Show each line of the records that contains the string "integer", treating uppercase and lowercase as distinct.

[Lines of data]
------------
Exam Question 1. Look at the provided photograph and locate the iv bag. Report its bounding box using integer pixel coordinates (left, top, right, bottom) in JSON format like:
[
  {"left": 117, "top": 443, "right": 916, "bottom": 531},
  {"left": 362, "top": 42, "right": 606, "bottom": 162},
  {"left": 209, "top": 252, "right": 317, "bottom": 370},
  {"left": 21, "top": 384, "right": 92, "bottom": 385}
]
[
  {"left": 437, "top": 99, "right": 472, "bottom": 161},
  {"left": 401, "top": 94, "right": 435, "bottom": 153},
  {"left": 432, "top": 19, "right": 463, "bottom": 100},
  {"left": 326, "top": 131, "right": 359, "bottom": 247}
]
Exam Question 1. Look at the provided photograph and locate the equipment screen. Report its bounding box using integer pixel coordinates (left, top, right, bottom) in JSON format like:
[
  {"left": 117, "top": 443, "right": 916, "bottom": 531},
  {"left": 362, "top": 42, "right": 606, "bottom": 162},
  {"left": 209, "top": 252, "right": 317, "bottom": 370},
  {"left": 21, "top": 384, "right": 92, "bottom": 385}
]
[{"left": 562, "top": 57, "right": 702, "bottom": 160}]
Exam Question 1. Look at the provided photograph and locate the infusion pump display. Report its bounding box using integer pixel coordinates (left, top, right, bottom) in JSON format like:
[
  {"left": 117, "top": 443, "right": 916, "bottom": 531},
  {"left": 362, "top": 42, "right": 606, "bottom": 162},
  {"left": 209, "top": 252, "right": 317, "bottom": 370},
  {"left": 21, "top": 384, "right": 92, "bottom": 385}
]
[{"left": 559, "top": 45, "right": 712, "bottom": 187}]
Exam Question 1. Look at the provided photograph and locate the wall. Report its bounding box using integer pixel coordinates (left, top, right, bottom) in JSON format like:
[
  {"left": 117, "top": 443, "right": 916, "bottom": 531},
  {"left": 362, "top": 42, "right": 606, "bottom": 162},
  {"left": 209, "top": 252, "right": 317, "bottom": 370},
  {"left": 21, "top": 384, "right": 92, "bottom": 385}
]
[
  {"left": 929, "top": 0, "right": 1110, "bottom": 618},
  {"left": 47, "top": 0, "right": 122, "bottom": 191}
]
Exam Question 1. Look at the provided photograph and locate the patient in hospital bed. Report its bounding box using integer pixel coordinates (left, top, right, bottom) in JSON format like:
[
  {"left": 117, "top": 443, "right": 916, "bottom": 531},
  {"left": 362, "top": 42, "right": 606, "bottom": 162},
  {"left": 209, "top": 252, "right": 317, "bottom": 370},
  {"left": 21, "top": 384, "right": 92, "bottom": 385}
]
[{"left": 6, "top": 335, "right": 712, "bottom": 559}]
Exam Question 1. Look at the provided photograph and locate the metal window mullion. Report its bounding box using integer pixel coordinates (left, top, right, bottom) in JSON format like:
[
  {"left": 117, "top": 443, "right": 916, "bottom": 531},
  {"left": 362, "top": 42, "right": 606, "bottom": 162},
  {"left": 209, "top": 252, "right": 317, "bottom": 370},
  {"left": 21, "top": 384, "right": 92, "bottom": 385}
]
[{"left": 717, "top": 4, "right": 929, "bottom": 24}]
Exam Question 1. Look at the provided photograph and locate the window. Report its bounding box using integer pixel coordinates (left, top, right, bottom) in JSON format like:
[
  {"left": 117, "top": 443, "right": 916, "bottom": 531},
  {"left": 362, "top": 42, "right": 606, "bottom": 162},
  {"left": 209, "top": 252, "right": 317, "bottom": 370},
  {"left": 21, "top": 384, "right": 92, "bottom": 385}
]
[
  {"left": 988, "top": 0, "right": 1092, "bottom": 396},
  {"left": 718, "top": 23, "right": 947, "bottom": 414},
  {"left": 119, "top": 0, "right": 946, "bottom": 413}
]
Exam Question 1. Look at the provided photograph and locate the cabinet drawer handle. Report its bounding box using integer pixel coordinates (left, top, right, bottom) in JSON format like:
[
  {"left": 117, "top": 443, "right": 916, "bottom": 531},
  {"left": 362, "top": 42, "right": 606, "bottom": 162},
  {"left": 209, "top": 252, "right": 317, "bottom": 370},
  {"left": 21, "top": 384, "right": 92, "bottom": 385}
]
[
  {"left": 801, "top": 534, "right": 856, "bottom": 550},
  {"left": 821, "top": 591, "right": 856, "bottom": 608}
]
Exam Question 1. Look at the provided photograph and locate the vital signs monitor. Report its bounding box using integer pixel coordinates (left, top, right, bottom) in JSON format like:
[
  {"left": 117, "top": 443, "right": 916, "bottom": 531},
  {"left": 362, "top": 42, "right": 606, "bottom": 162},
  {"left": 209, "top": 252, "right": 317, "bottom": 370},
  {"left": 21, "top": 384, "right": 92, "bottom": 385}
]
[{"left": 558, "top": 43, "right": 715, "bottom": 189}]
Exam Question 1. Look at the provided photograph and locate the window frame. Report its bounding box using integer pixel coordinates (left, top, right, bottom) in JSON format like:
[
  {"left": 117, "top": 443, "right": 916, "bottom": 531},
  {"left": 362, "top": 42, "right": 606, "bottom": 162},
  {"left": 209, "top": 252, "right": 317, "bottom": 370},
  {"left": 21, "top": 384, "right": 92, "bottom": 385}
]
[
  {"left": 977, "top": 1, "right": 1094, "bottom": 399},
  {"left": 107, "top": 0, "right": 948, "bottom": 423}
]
------------
» **RESPONSE**:
Exam Question 1. Look at the provided photograph and locate the iv bag. Report its bounding box using integer pixel coordinates (left, top, right, bottom) in JSON format like:
Exam Question 1. Look at the provided photograph and locate the equipment screen. Report its bounding box using integer pixel coordinates (left, top, right, bottom) in JSON format like:
Exam Question 1. Look at the provided photograph and locate the infusion pump display. Report its bounding box using integer pixel coordinates (left, top, right, bottom) in JSON format like:
Exam Question 1. Look at the provided photograph and locate the wall. Report its bounding box using integer pixel coordinates (left, top, right, bottom) in JSON format like:
Exam Question 1. Look at the provided photograph and locate the patient in hospital bed. Report its bounding box using integer pixel coordinates (left, top, right, bottom) in JSON format like:
Exam Question 1. Look at the provided photograph and locate the metal window mullion. Report its bounding box using integer pixel coordinates (left, top, right, bottom) in JSON format like:
Exam Question 1. Look at the provided photograph and locate the window. Report its bounding box using integer pixel coordinates (left, top, right, bottom) in JSON format like:
Exam Question 1. Look at the provided photograph and locate the cabinet drawer handle. Report its bounding box using integer pixel coordinates (left, top, right, bottom) in JSON format like:
Exam Question 1. Look at the provided photograph and locate the vital signs monitor. Report its bounding box using integer pixel coordinates (left, top, right, bottom) in JSON format like:
Exam Question 1. Look at the provided photograph and locate the window frame. Report its bounding box using integer pixel coordinates (left, top, right, bottom) in JSON format like:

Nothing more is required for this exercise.